**** Information provided ****
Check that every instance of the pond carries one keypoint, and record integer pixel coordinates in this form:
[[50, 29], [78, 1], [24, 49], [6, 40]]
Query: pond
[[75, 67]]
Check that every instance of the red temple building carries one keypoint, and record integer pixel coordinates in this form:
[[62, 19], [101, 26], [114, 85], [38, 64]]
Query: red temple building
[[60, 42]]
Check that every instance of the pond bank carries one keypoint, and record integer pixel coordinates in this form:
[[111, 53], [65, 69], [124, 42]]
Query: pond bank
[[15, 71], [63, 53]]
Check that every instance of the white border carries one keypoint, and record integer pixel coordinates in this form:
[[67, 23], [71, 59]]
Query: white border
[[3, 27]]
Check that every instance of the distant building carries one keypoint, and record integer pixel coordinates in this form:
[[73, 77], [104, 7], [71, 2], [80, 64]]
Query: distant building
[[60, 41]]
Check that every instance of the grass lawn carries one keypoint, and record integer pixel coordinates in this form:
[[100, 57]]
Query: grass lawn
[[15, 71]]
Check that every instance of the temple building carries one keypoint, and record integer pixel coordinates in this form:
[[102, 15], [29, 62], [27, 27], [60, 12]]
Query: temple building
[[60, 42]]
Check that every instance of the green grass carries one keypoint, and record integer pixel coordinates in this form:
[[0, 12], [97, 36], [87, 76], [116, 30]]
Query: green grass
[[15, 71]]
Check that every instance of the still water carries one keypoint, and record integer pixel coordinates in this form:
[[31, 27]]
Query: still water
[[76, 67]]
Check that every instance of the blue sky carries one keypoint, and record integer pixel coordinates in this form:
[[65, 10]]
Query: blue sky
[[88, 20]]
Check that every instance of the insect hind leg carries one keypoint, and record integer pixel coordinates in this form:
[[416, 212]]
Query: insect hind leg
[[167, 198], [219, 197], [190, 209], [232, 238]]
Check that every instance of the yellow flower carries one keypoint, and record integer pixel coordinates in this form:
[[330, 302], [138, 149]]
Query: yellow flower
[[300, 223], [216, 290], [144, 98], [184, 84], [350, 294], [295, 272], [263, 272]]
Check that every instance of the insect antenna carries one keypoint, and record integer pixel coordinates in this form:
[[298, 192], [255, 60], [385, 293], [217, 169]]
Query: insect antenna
****
Brief:
Rewrite everything from the line containing "Check that every instance of the yellow" down to the end of the records as a numbered list, omitting any blank lines.

Output below:
1. Check that every instance of the yellow flower carries one keypoint, and record integer pixel coordinates in this form:
2. [[330, 302], [138, 149]]
3. Query: yellow flower
4. [[300, 223], [216, 290], [144, 98], [184, 84], [350, 294], [295, 272], [263, 272]]
5. Check that every instance of the insect antenna carries one keypoint, and record integer pixel coordinates in this form:
6. [[298, 192], [255, 60], [385, 293], [217, 169]]
7. Query: insect antenna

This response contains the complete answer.